- **Task details**:
Reproduce the records below exactly, but only between the lines holding "Target: shirt collar" and "Target: cheek", inclusive.

[Dataset excerpts]
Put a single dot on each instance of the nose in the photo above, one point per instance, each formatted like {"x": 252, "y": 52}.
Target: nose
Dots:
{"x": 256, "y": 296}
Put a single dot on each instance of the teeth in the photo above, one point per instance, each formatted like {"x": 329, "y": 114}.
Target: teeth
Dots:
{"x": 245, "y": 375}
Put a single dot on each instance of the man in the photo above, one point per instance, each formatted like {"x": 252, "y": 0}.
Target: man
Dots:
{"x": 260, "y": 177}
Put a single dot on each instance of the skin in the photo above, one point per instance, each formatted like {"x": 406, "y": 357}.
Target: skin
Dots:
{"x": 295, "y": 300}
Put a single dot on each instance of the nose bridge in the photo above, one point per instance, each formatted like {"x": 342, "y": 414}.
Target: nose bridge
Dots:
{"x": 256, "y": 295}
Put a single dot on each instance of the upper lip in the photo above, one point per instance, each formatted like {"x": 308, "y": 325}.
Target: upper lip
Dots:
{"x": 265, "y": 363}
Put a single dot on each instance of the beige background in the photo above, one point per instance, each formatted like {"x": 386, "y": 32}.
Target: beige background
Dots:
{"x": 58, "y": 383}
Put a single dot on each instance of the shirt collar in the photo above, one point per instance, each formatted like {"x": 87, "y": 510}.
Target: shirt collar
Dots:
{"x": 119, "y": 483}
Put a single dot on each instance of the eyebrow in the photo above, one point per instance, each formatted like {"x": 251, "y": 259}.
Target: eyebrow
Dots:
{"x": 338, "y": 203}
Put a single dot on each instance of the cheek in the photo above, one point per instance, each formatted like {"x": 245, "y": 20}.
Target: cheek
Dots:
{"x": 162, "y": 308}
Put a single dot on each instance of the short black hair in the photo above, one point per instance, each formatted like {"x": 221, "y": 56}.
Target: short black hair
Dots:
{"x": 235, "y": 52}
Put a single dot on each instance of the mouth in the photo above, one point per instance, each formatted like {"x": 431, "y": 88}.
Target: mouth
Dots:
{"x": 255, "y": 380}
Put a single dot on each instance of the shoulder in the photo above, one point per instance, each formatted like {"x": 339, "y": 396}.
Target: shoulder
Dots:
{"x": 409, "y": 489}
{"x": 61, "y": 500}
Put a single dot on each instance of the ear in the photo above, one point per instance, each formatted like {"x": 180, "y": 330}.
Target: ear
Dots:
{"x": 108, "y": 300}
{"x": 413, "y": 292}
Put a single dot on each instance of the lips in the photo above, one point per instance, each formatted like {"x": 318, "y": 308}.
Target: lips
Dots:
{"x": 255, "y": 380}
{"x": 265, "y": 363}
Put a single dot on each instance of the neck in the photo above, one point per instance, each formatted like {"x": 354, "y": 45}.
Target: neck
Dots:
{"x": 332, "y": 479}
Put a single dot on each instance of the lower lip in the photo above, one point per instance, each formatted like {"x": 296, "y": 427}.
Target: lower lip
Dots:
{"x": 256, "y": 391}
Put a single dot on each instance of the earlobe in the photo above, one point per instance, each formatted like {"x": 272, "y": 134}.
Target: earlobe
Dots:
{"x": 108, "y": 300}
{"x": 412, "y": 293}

--

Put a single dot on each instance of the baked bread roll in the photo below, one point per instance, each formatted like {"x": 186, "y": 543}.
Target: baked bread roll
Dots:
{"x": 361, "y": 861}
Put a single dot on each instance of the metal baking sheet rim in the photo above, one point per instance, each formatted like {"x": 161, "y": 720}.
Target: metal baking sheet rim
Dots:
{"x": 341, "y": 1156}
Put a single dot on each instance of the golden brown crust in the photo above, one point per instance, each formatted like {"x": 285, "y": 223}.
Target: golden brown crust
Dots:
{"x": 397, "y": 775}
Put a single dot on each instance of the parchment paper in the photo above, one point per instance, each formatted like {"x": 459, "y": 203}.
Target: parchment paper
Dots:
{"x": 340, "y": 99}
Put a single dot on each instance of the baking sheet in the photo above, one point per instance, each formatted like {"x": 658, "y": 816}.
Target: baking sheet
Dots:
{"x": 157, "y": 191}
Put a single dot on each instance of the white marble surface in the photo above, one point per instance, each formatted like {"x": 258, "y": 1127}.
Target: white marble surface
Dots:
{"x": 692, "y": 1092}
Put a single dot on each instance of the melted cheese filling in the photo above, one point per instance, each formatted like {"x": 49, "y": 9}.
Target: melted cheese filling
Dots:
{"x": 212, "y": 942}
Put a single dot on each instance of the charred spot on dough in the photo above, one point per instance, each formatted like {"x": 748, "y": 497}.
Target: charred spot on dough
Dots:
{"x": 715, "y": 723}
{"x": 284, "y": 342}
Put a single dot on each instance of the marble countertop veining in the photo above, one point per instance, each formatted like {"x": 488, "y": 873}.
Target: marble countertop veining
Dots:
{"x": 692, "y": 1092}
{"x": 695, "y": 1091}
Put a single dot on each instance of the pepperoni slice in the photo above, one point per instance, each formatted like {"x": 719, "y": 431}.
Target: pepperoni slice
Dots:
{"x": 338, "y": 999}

- **Reply**:
Target: shirt collar
Dots:
{"x": 119, "y": 483}
Put a single dot on each instance of the eyebrow in the photo above, one point per instance, each formatted like {"x": 251, "y": 259}.
Target: eyebrow
Dots:
{"x": 338, "y": 203}
Put a single dot on each instance of the cheek in the photo above, one point per instance, each formatted like {"x": 245, "y": 20}.
Target: cheek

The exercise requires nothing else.